● Excerpt provided:
— START —

Did Jesus abolish the temple priesthood at his death????

by Crazyguy 15 Replies latest watchtower bible

  • blondie
    blondie
    (Daniel 9:27) 27 “And he must keep [the] covenant in force for the many for one week; and at the half of the week he will cause sacrifice and gift offering to cease.. . .

    That has absolutely nothing to do with Jesus at all. It relates to a period about 200 years earlier. It was only later co-opted by Christians as a so-called 'messianic prophecy' about 'Jesus'.

    ---------------

    But jws do believe it does and he is going to be talking to jws...must be prepared to discussion their viewpoint

    (Just remember reporting what jws believe does not mean I personally support it)

  • tec
    tec

    John 4:21-24

    Jesus declared, "Believe me, woman, a time is coming when you will worship the Father neither on this mountain nor in Jerusalem. You Samaritans worship what you do not know; we worship what we do know, for salvation is from the Jews. Yet a time is coming and has now come when the true worshippers will worship the Father in spirit and truth, for the are the kind of worshippers the Father seeks. God is spirit and his worshipers must worship in spirit and in truth.'

    Peace to you,

    tammy

  • Cold Steel
    Cold Steel

    Paul stated that the priesthood was "changed." If there were no sacrifices there would be no need for temple priests.

— END —

● Data lines:
— START —

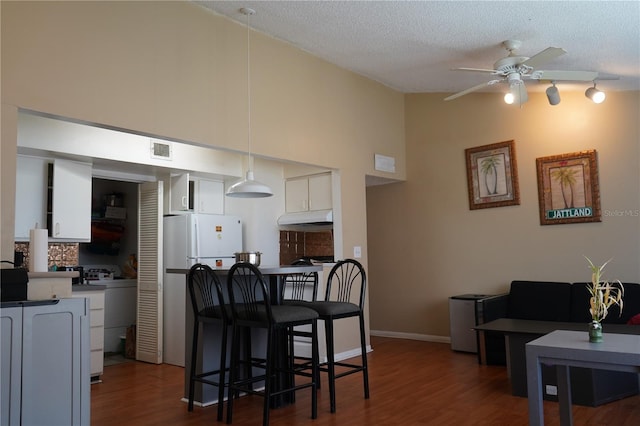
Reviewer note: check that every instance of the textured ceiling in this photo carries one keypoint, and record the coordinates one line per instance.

— END —

● Challenges:
A: Summarize the forum thread on whether Jesus abolished the temple priesthood in three sentences.
B: Continue the forum thread on whether Jesus abolished the temple priesthood, picking up after Cold Steel's post.

● Answer set:
A: A comment quoted in blondie's post argues that Daniel 9:27 relates to a period about 200 years earlier and was only later co-opted by Christians as a messianic prophecy, and blondie replies that JWs believe it does refer to Jesus. tec cites John 4:21-24, where Jesus says a time is coming when true worshippers will worship the Father in spirit and truth, neither on the mountain nor in Jerusalem. Cold Steel notes that Paul said the priesthood was "changed" and that without sacrifices there would be no need for temple priests.

B:
    That said, the priesthood may have been changed so that the duties of priest were altered to a Christian angle, such as baptizing and preaching. Jesus was the consumate high priest after the order of Melchizedek, but the thing is, we simply don't know the Christian priesthood structure. They left no records. A lot of people think the Bible is a church handbook. It's not. It's woefully incomplete. It doesn't tell us anything about priesthood, church offices, what they do, what authority they possessed, how to do ordinances like baptism, how to confer the Holy Spirit on people and who can do it or how long office terms run. Are they temporary or permanent? Paying or non-paying? We know they had to be called and ordained, but that's it. We don't even know how to ordain or who may ordain, if anyone.

    If you want to know about the priesthood and the temple, I recommend Dr. Margaret Barker, a gifted Methodist scholar who has written extensively on the topic. (See, for example, Great High Priest: The Temple Roots of Christian Liturgy.) She has a number of other books available through Amazon.

    .

  • anonymouz
    anonymouz

    The typical temple and priesthood follows the Christ pattern of a changed nature, thus the Levitical version and physical temple is abandoned:

    (Hebrews 7:11-17) If, then, perfection were really through the Levitical priesthood, (for with it as a feature the people were given the Law,) what further need would there be for another priest to arise according to the manner of Melchizedek and not said to be according to the manner of Aaron? 12 For since the priesthood is being changed, there comes to be of necessity a change also of the law. 13 For the man respecting whom these things are said has been a member of another tribe, from which no one has officiated at the altar. 14 For it is quite plain that our Lord has sprung up out of Judah, a tribe about which Moses spoke nothing concerning priests. 15 And it is still more abundantly clear that with a similarity to Melchizedek there arises another priest, 16 who has become such, not according to the law of a commandment depending upon the flesh, but according to the power of an indestructible life, 17 for in witness it is said: “You are a priest forever according to the manner of Melchizedek.”

    Meaning AFTER Christ's death, empowered in effect at his death, the new sacrificial entity as well. (Heb7-10)

    It's an immortal King-Priest concept and reality now.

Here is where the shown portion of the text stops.